Mudbound, Skype, and Hillary Jordan

No More Guessing on Author Intent in Mudbound – Susan Barber

After falling in love with the novel Mudbound last summer, I decided to make it this year’s summer reading. Mudbound has so many great teaching points from point of view, narrative perspective, characterization, symbolism, and themes that one could spend months uncovering the layers of meaning. Oh, and did I mention the story is high interest?  Students came to class on  day one anxiously awaiting discussion; they enjoyed the novel so much there were few complaints about having summer work.

I connected with Hillary Jordan last year on Twitter and was excited to have the opportunity for my class to Skype with her last week about Mudbound. She was so gracious, energetic, and just plain fun to talk to.



In preparing for our discussion we did a few things. After completely unpacking, discussing, and working on our Mudbound Sparknotes project (thanks for this idea, Beth Whinnem), we had a final Socratic type discussion with Socratic Seminar Questions created by the students. From these questions students created a list of questions for Hillary. We wanted a variety of questions and roughly categorized questions with initials. These questions served as a prompt and a guide, but we also discussed the art of follow-up questions and comments.

Teaching EQ not just IQ

I also wanted to take advantage of this opportunity to teach emotional intelligence or soft skills. We had a designated student to introduce our class and tell a little about us; we also designated a student to end with thanks and appreciation from our class. We discussed the concept of being active listeners which involved jotting down notes or further questions but stressed that this was a conversation and not a note-taking lecture. Finally, students are sending formal thank-you notes; people still hand write notes, right?

The Call

We Skyped with Hillary Jordan for about 45 minutes this past Thursday and had a fantastic experience. Students were fully engaged learned so much. My students were completely blown away to find out the the novel took over six years to write the novel; this gave them a whole new perspective on revision. They also loved hearing about her choices in scene construction, character voice, and overall plot development. Many have opened the book again to reread scenes and characters with a fresh set of eyes.

As we left the media center, I overheard comments of “What did you think about . . .” and “I was really surprised when she said . . .”  We continued the conversation the next morning in class as students were eager to unpack ideas and thoughts after having time to digest our conversation.

A Teacher’s Reflections on Skyping with an Author Her Students Really Admire – Karla Hillard

Last Thursday, my students and I had the pleasure of Skyping with Hillary Jordan, author of award-winning novel Mudbound and her more recent, futuristic novel When She Woke.

### PARTS OF THE EXERCISE
- A) Count the lines in the entries below that contain the word "baseboard", and give only that number.
- B) Write what comes next in the post about a class Skyping with Hillary Jordan, picking up right after its final sentence.

### RECORD SET
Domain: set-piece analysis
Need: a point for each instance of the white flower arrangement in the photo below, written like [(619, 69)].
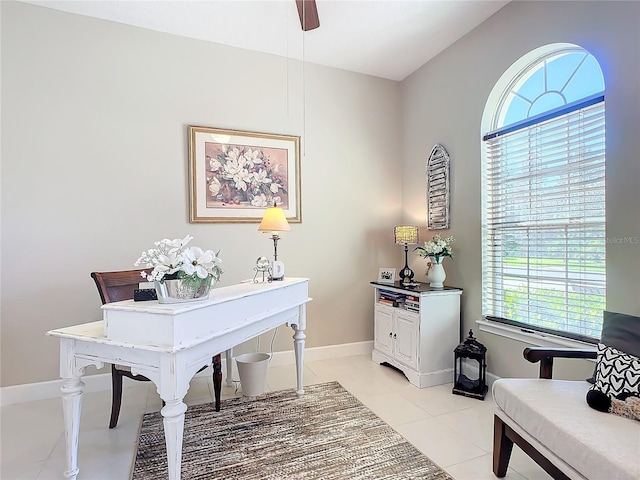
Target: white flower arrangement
[(437, 248), (172, 259)]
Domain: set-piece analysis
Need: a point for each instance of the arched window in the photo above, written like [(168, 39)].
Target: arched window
[(544, 194)]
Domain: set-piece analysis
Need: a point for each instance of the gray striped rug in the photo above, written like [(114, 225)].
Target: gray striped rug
[(325, 435)]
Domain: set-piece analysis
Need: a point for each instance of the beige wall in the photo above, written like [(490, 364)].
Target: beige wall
[(94, 169), (443, 103), (94, 118)]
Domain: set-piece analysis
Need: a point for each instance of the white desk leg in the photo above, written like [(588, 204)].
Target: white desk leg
[(298, 347), (71, 405), (229, 360), (173, 419)]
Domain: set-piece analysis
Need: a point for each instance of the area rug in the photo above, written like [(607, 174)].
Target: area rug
[(325, 435)]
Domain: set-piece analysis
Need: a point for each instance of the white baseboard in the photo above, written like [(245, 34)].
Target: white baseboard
[(96, 383)]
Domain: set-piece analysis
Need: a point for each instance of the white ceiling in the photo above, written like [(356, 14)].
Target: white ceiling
[(385, 38)]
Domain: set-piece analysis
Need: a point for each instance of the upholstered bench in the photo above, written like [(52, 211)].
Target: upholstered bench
[(551, 422), (571, 434)]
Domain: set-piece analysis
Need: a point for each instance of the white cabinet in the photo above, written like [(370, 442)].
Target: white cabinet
[(416, 330)]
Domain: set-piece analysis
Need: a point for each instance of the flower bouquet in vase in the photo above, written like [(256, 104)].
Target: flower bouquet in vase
[(180, 273), (434, 251)]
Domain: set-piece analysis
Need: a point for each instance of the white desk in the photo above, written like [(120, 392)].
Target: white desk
[(169, 343)]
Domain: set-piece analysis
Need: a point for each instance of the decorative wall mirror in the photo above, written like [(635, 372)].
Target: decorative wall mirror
[(438, 189)]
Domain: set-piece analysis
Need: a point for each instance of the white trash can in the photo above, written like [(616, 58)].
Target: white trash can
[(252, 368)]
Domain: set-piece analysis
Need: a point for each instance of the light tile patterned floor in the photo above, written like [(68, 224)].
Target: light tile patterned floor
[(454, 431)]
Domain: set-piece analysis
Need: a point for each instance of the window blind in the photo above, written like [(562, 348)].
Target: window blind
[(544, 224)]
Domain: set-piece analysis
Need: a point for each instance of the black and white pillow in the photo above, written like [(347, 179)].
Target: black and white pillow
[(617, 372)]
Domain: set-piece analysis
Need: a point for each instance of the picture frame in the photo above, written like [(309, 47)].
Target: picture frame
[(235, 175), (386, 275)]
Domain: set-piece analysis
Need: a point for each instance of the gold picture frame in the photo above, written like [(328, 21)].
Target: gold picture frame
[(235, 175)]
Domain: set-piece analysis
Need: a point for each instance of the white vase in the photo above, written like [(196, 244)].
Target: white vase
[(436, 275), (184, 290)]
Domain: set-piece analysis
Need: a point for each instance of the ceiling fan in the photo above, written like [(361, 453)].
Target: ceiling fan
[(308, 13)]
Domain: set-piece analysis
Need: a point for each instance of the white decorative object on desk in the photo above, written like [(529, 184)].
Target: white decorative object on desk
[(180, 273), (435, 250), (436, 273)]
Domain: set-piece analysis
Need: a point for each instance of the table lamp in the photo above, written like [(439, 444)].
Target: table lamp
[(406, 235), (274, 221)]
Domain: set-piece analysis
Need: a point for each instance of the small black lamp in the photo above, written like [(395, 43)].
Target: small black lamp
[(463, 385), (406, 235)]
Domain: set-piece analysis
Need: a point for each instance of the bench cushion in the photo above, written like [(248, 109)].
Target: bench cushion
[(597, 445)]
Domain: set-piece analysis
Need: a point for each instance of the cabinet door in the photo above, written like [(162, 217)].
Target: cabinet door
[(407, 331), (383, 330)]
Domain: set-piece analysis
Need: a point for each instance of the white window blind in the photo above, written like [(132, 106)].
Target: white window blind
[(544, 224)]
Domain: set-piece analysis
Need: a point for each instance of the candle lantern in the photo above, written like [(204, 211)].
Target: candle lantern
[(467, 351)]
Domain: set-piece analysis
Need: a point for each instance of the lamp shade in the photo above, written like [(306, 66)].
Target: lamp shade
[(406, 235), (274, 220)]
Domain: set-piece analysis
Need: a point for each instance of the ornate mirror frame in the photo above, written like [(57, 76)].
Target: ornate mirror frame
[(438, 189)]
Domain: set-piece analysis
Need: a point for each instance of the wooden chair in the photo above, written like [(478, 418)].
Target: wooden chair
[(117, 286)]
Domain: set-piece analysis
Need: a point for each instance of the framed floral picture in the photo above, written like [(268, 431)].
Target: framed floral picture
[(235, 175)]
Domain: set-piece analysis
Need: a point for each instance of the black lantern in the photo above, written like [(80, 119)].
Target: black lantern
[(462, 385)]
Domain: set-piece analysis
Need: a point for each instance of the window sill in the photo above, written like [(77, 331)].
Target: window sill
[(530, 337)]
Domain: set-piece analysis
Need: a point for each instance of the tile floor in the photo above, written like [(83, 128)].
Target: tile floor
[(454, 431)]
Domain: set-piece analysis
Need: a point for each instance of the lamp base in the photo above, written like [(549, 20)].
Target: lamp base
[(278, 271), (406, 275)]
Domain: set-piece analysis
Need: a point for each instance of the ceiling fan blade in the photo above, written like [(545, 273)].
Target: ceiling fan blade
[(308, 13)]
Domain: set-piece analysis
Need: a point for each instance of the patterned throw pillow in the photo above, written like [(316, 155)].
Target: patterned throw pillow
[(617, 372)]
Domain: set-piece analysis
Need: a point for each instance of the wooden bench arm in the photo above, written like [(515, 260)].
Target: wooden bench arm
[(545, 356)]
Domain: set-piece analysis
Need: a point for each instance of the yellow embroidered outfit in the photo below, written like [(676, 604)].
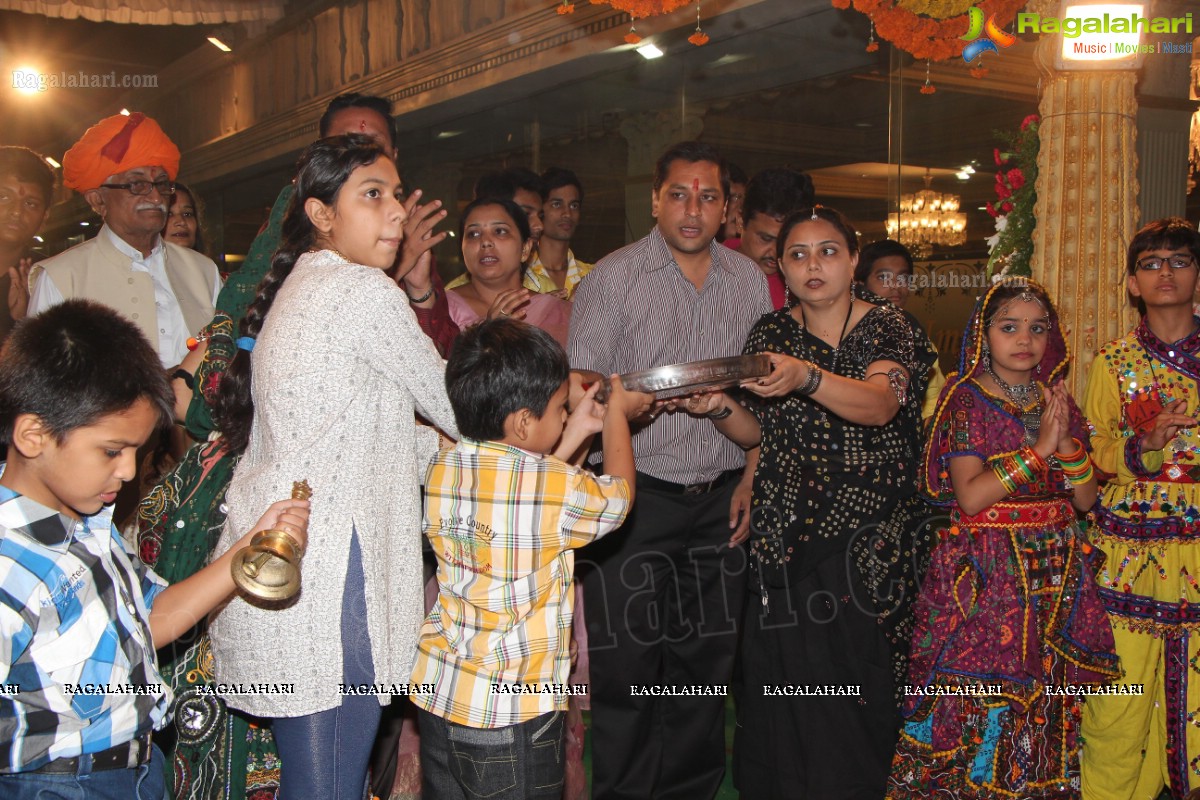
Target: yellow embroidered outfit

### RESULTS IN ORDER
- A) 2

- B)
My students had been assigned Mudbound as summer reading, and by their own admission, many of them were less than enthused by the connotation of the title, and several more had broken the “don’t judge a book by its cover” commandment.

Long story short, their reading experience was satisfying and redeeming. Students buzzed with excitement about Mudbound’s shifting narrators, familiar themes, surprising moments, and sheer readability. They kept turning the pages and felt rewarded for doing so.

They felt even more rewarded when they learned that Hillary Jordan – the real writer of this actual book that they enjoyed first as readers agreed to speak with our class one afternoon.

Before I offer a bit of what I noticed and my teacher takeaways, I must first say Hillary Jordan is an awesome person. She gave up her time willingly to hang out on a videoconference with a room full of fifty-some teenagers. She is smart and funny and so down to Earth. And she was completely willing to deal with our wonky audio and answer my students’ questions.


Here’s some of what I noticed:

       Students’ questions were good. They were thoughtful and mature and seemed to come from a place of genuine curiosity about her work. (You can check out their questions here.)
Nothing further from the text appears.